:: Direction ::
Edit the lines starting at the one containing "Given the screenshot above, where exactly is the blue" and ending at the one containing "35,104 -> 40,136", changing "mainsail" to "main sail" and leaving everything else unchanged. Return only those lines.

:: Entries from a dataset ::
(begin)

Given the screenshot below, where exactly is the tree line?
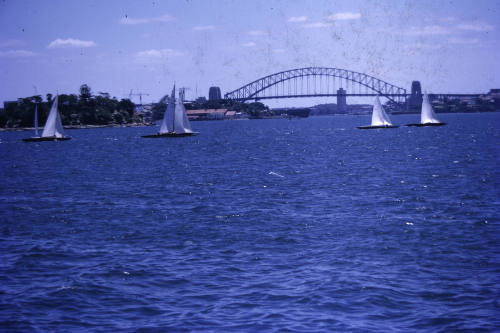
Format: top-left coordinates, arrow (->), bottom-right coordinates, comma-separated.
0,84 -> 142,128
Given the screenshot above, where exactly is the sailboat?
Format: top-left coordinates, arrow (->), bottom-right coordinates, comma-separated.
142,85 -> 198,138
357,96 -> 398,129
406,94 -> 446,127
23,95 -> 71,142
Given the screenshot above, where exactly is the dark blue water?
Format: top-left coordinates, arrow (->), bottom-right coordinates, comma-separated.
0,113 -> 500,332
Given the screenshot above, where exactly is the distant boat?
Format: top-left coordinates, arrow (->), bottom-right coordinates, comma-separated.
142,85 -> 198,138
358,96 -> 398,129
406,94 -> 446,127
23,96 -> 71,142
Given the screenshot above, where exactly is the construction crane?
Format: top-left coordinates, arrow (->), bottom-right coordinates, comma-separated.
128,89 -> 149,105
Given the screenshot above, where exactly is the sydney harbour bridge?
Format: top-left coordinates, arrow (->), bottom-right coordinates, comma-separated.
224,67 -> 479,108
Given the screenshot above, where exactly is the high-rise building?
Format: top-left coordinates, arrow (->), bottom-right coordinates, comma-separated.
208,87 -> 222,101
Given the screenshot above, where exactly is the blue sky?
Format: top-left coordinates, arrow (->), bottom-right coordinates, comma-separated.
0,0 -> 500,106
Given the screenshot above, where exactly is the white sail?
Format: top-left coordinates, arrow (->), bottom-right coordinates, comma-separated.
420,94 -> 440,124
42,95 -> 64,138
160,85 -> 175,134
35,104 -> 40,137
372,96 -> 392,126
174,92 -> 193,133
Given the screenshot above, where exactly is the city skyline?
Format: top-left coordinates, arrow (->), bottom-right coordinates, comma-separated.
0,0 -> 500,106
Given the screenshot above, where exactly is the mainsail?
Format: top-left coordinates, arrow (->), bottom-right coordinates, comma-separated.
420,94 -> 440,124
372,96 -> 392,126
174,95 -> 193,133
42,95 -> 64,138
35,104 -> 39,136
160,85 -> 175,134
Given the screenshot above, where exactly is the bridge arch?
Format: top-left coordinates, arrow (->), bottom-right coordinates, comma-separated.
224,67 -> 407,102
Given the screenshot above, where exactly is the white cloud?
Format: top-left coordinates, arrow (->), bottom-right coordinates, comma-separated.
0,50 -> 36,58
47,38 -> 96,49
248,30 -> 266,36
288,16 -> 307,23
448,38 -> 479,45
327,12 -> 361,21
120,14 -> 175,24
302,22 -> 333,29
0,39 -> 26,47
457,23 -> 495,32
242,42 -> 257,47
193,25 -> 215,31
136,49 -> 183,59
406,25 -> 450,36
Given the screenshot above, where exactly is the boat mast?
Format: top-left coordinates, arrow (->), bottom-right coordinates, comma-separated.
171,83 -> 177,133
35,104 -> 40,136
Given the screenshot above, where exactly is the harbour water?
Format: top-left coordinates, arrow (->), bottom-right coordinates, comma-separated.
0,113 -> 500,332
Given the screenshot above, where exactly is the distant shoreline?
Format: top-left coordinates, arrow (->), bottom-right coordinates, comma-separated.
0,123 -> 156,132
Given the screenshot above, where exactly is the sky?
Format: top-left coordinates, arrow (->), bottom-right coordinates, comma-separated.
0,0 -> 500,106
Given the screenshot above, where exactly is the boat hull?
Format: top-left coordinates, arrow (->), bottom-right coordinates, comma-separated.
23,136 -> 71,142
357,125 -> 399,129
141,132 -> 198,138
405,123 -> 446,127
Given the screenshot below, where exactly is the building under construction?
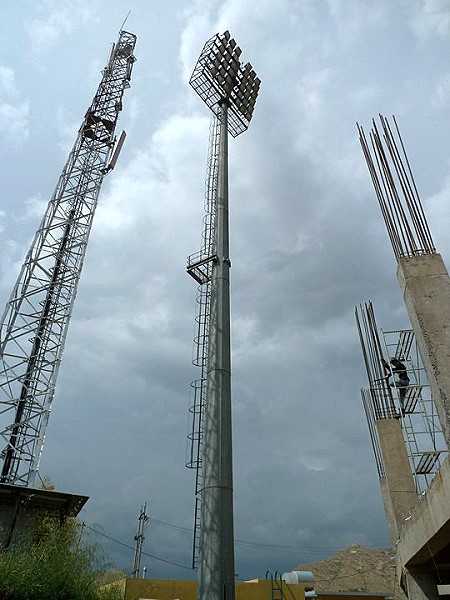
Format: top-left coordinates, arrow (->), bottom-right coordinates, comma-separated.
356,116 -> 450,600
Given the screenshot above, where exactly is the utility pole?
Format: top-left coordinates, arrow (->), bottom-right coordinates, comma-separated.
132,502 -> 148,579
0,31 -> 136,487
188,31 -> 261,600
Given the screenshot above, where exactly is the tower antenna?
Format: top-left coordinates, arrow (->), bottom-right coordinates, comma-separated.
132,502 -> 148,578
0,31 -> 136,487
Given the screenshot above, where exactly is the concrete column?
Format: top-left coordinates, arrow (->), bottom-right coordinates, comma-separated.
376,419 -> 418,548
397,254 -> 450,447
405,567 -> 439,600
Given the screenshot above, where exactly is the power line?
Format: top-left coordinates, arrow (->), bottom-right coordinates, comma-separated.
84,523 -> 192,571
150,517 -> 388,553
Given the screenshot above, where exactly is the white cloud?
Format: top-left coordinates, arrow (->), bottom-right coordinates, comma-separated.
0,65 -> 30,145
411,0 -> 450,39
431,73 -> 450,109
26,0 -> 95,53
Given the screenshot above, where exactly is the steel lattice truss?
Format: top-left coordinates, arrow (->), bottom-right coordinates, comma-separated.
0,31 -> 136,485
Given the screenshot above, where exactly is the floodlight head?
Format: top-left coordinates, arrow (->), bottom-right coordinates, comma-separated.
189,31 -> 261,137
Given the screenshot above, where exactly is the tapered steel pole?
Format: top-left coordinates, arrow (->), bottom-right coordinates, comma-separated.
198,100 -> 234,600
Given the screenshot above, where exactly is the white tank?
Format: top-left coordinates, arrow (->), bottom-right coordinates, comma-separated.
281,571 -> 314,591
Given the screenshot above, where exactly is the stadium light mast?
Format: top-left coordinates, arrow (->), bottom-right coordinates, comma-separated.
188,31 -> 261,600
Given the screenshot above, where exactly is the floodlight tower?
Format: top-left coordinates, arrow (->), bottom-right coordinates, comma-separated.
0,31 -> 136,486
190,31 -> 261,600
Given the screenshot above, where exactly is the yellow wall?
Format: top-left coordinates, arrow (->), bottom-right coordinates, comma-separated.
124,579 -> 305,600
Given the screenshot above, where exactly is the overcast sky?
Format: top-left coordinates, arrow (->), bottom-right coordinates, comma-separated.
0,0 -> 450,578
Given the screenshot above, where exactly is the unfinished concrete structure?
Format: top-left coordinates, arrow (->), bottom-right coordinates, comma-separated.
358,116 -> 450,600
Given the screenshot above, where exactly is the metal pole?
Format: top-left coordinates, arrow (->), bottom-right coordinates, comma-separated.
198,100 -> 234,600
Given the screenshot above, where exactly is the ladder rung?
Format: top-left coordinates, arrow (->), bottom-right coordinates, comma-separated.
416,450 -> 441,475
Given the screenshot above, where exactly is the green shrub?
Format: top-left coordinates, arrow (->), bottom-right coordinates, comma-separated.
0,519 -> 117,600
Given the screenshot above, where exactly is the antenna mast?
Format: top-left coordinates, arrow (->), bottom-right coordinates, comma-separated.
132,502 -> 148,578
0,31 -> 136,486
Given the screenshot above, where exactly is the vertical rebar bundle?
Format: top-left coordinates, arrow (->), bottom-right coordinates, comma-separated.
357,115 -> 435,259
0,31 -> 136,485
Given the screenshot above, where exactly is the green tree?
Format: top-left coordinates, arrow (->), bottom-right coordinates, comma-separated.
0,517 -> 122,600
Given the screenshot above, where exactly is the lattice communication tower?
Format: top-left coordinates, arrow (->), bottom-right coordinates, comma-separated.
0,31 -> 136,486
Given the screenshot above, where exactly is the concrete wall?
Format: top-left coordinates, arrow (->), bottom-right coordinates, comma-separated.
397,459 -> 450,565
376,419 -> 418,548
124,579 -> 305,600
397,254 -> 450,447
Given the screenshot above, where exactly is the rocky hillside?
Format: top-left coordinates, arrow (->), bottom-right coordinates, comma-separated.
296,545 -> 395,592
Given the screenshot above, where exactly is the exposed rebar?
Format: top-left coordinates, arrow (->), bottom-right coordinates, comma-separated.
357,115 -> 436,259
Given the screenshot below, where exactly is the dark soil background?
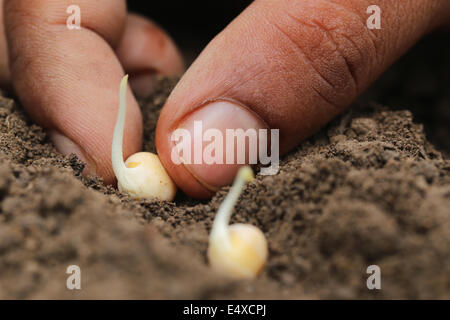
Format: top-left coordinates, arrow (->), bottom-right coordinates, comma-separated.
0,2 -> 450,299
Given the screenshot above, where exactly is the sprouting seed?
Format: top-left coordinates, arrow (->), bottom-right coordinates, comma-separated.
111,75 -> 177,201
208,166 -> 268,279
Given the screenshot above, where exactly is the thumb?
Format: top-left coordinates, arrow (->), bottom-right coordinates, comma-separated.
156,0 -> 450,197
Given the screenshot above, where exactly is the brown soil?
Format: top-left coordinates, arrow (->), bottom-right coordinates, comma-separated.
0,72 -> 450,299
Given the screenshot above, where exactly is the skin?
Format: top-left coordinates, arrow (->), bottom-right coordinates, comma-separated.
0,0 -> 450,197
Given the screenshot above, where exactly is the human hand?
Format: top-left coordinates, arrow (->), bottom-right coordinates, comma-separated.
0,0 -> 184,184
156,0 -> 450,197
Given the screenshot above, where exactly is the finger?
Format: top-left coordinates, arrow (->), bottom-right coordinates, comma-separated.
0,0 -> 10,89
156,0 -> 448,197
116,14 -> 184,96
4,0 -> 142,183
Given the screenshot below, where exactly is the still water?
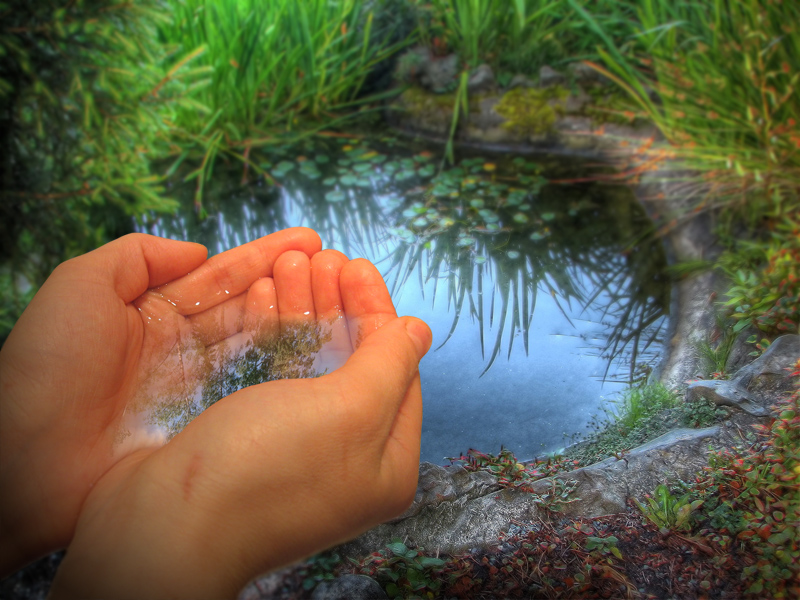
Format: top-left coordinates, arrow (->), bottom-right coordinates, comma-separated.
139,138 -> 669,464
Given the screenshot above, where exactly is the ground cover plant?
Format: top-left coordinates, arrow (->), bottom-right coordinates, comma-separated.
0,0 -> 183,339
0,0 -> 800,597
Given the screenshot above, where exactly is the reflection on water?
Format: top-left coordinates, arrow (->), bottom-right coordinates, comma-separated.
114,290 -> 340,455
143,141 -> 669,462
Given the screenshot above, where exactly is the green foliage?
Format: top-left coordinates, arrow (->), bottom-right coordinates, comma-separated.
696,360 -> 800,598
412,0 -> 633,76
570,0 -> 800,217
494,86 -> 569,136
161,0 -> 404,207
615,383 -> 679,433
697,314 -> 736,379
565,383 -> 727,466
635,484 -> 703,530
351,539 -> 446,598
0,0 -> 186,337
448,448 -> 576,512
298,552 -> 342,592
721,216 -> 800,341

(end)

:: Solved problem ::
Given the screenshot above, where exactly is the blue sky?
Format: top-left coordinates, arrow (->), bottom-right coordinates, comma-separated.
0,0 -> 500,106
Given the screenshot above, where exactly is the white sail?
Format: top-left coordinates, arrow (->), bottom-right coordinates, comma-separated.
420,94 -> 440,124
42,95 -> 64,138
160,85 -> 175,134
35,104 -> 40,137
372,96 -> 392,126
174,92 -> 193,133
Given the screenshot above, where exactly is the city skyline?
Format: top-left coordinates, arrow (->), bottom-right coordinates, comma-separated.
0,0 -> 500,106
Given the screenshot above, where exactly is the main sail?
Format: top-left coordinates, arrow (->), bottom-right coordinates, comma-separated.
420,94 -> 440,124
372,96 -> 392,126
174,95 -> 193,133
42,95 -> 64,138
35,104 -> 39,136
160,85 -> 175,134
Given the screenshot above, where exactly is the bridge arch?
Format: top-left coordinates, arrow (->), bottom-right coordinates, comma-separated.
224,67 -> 407,102
Given the screenshot above, where exactly is the white cloud?
Format: top-left coordinates, arrow (->), bottom-right coordinates, comma-separated.
0,50 -> 36,58
47,38 -> 96,49
248,30 -> 266,36
288,16 -> 307,23
448,38 -> 479,45
327,12 -> 361,21
120,14 -> 175,24
302,22 -> 333,29
0,39 -> 26,47
457,23 -> 495,32
242,42 -> 257,47
193,25 -> 215,31
136,49 -> 183,59
406,25 -> 450,36
Given the screenshot above, where exactly is the boat mast?
Format: top-left coordinates, arrow (->), bottom-right coordinates, comma-separated.
171,83 -> 177,133
35,104 -> 40,136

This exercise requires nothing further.